#### THE EXERCISE:
Edit the records starting at the line that has "Where can the fence" and running through the last line of the records: change each "Marked points" to "Picked spots" and keep everything else the same.

Saved entries:
++++++
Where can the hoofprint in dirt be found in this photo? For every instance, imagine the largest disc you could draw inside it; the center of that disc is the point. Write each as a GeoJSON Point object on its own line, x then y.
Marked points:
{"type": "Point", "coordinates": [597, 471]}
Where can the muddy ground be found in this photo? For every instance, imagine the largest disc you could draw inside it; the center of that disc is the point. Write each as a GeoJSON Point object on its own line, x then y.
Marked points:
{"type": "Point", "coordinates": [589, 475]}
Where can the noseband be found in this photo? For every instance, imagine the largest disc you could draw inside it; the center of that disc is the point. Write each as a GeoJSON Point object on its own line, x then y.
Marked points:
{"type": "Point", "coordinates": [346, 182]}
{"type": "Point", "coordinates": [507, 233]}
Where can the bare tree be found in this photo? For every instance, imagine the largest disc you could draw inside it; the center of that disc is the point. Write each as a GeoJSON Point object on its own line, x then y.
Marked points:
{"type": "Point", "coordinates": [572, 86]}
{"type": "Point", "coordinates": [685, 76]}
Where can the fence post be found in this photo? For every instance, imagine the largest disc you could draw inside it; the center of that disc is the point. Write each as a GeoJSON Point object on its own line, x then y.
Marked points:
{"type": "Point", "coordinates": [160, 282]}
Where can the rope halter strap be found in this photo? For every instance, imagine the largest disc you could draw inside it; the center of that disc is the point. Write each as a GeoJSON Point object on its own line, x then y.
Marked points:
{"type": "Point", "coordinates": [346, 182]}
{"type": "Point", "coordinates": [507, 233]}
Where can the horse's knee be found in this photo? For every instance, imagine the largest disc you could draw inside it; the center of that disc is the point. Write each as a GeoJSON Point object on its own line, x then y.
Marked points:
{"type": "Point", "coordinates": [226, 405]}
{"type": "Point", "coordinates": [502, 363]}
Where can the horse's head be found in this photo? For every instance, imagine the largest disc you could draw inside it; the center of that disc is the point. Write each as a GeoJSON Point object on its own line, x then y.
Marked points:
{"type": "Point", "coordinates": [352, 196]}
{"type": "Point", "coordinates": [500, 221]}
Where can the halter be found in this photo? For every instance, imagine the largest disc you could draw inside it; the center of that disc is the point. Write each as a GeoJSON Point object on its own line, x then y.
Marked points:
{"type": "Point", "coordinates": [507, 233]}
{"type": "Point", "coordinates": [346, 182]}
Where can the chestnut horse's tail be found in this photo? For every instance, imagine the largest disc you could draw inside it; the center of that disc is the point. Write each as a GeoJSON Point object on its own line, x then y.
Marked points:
++++++
#### THE REPLY:
Where can the fence post be found in this photo? For every instance, imagine the largest disc you could draw inside it; the center of that disc is the point. Write each as a GeoJSON Point object on its own line, x then y.
Picked spots:
{"type": "Point", "coordinates": [160, 282]}
Where can the rope halter strap be found in this photo? For every instance, imagine the largest disc you could draw inside it; the center of that disc is the point. Write each as a GeoJSON Point object on its own line, x then y.
Picked spots:
{"type": "Point", "coordinates": [346, 182]}
{"type": "Point", "coordinates": [507, 233]}
Where can the horse's knee be found in this photo? For every instance, imagine the largest disc you could draw inside it; the center of that disc is the point. Write each as a GeoJSON Point object on its own line, x then y.
Picked spots:
{"type": "Point", "coordinates": [226, 405]}
{"type": "Point", "coordinates": [502, 363]}
Where can the horse's head be found in this photo? For every instance, imagine the largest disc you could draw inside it; the center of that disc is the point. Write each as a GeoJSON Point object on its own line, x then y.
Picked spots:
{"type": "Point", "coordinates": [352, 196]}
{"type": "Point", "coordinates": [500, 221]}
Where can the halter be found in this photo? For every instance, imagine the largest disc you could draw inside it; the center of that disc is the point. Write each as a GeoJSON Point object on its own line, x then y.
Picked spots:
{"type": "Point", "coordinates": [507, 233]}
{"type": "Point", "coordinates": [346, 182]}
Where can the chestnut horse's tail be found in this photo? For every instance, imagine the largest disc you could draw inside it; the center of that disc is the point. Write each as a GeoJSON Point object on its own line, x then y.
Picked spots:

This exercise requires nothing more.